[Image region labeling entries]
• • •

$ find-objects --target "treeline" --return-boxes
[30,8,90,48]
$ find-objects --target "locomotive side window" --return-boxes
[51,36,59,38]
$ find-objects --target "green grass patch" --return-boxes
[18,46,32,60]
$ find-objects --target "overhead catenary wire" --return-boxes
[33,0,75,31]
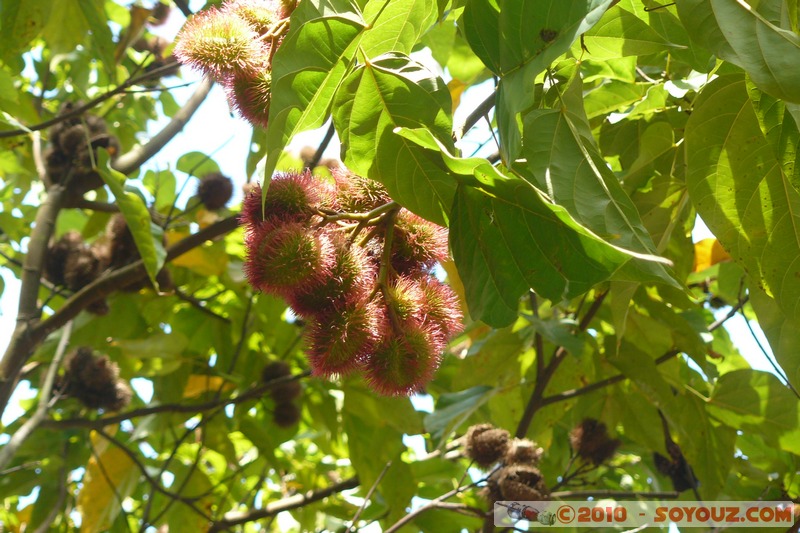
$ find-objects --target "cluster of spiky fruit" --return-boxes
[58,347,132,411]
[465,424,549,503]
[44,102,119,199]
[261,361,303,428]
[241,169,462,395]
[175,0,295,127]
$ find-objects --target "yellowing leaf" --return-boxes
[78,434,139,533]
[164,231,228,276]
[694,238,731,272]
[183,374,234,398]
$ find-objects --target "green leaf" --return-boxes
[361,0,438,58]
[78,0,117,80]
[460,0,612,161]
[398,129,664,327]
[685,75,800,321]
[523,95,677,286]
[97,148,167,287]
[333,53,456,224]
[583,5,674,59]
[748,286,800,388]
[676,0,800,103]
[425,385,495,448]
[747,79,800,192]
[708,370,800,442]
[263,0,366,185]
[175,152,219,178]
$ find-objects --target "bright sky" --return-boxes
[0,1,774,424]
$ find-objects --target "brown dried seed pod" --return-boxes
[569,418,622,465]
[64,347,132,411]
[465,424,509,468]
[498,465,548,501]
[197,172,233,211]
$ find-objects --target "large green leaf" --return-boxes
[523,95,675,283]
[361,0,438,58]
[333,53,456,224]
[583,4,675,59]
[398,130,663,327]
[685,75,800,321]
[707,369,800,453]
[0,0,53,62]
[97,149,167,287]
[749,287,800,388]
[264,0,366,185]
[676,0,800,103]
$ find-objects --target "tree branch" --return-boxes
[208,476,359,533]
[0,322,72,470]
[0,63,180,139]
[111,78,214,175]
[42,371,311,431]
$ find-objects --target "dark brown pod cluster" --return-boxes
[653,442,698,492]
[465,424,549,503]
[569,418,621,465]
[241,169,462,395]
[44,102,119,199]
[261,361,303,428]
[60,347,132,411]
[197,172,233,211]
[465,424,510,468]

• • •

OBJECTIVE:
Revise the entries above by replacing every "find-objects" with "detect-objects" and changing nothing else. Leave the pictures out of your answer.

RESULT:
$ detect-objects --target "treeline" --return-boxes
[30,8,90,48]
$ detect-objects --target "locomotive side window" --return-boxes
[51,36,59,38]
$ detect-objects --target "green grass patch" --return-boxes
[18,46,32,60]
$ detect-objects --target "overhead catenary wire" --return-boxes
[33,0,75,31]
$ detect-objects --target "cluster of spiky fruit" --return-boxes
[58,347,132,411]
[465,424,549,503]
[44,102,119,199]
[261,361,303,428]
[241,169,462,395]
[175,0,295,127]
$ detect-objects --target "yellowing leaf" --return-boxes
[78,434,139,533]
[164,231,228,276]
[694,238,731,272]
[183,374,234,398]
$ detect-objects --target "green leaf" --return-boxes
[361,0,438,58]
[78,0,117,80]
[460,0,612,161]
[398,129,664,327]
[685,75,800,321]
[523,95,677,286]
[97,148,167,287]
[333,53,456,224]
[583,5,674,59]
[748,286,800,388]
[676,0,800,103]
[425,385,495,448]
[747,79,800,192]
[708,370,800,442]
[263,0,366,185]
[175,152,219,178]
$ detect-objects --target "bright sky" --return-boxes
[0,1,774,424]
$ detect-objects --target "brown dried seed pod" --return-boxes
[569,418,622,465]
[64,347,132,411]
[465,424,509,468]
[498,465,548,501]
[197,172,233,211]
$ detect-objects --target "large green leaf" --return-boxes
[523,95,675,283]
[361,0,438,58]
[333,53,456,224]
[583,4,675,59]
[398,130,663,327]
[685,75,800,321]
[707,369,800,453]
[0,0,53,62]
[97,149,167,287]
[749,287,800,388]
[264,0,366,185]
[676,0,800,103]
$ detect-objects --target "tree branch" --return-boxes
[208,476,359,533]
[0,322,72,470]
[0,63,180,139]
[111,78,214,175]
[42,371,311,431]
$ detect-objects --target "dark brown pod cluster" --return-boxes
[653,442,698,492]
[465,424,549,503]
[569,418,621,465]
[241,169,462,395]
[44,102,119,199]
[261,361,303,428]
[60,347,132,411]
[197,172,233,211]
[465,424,510,468]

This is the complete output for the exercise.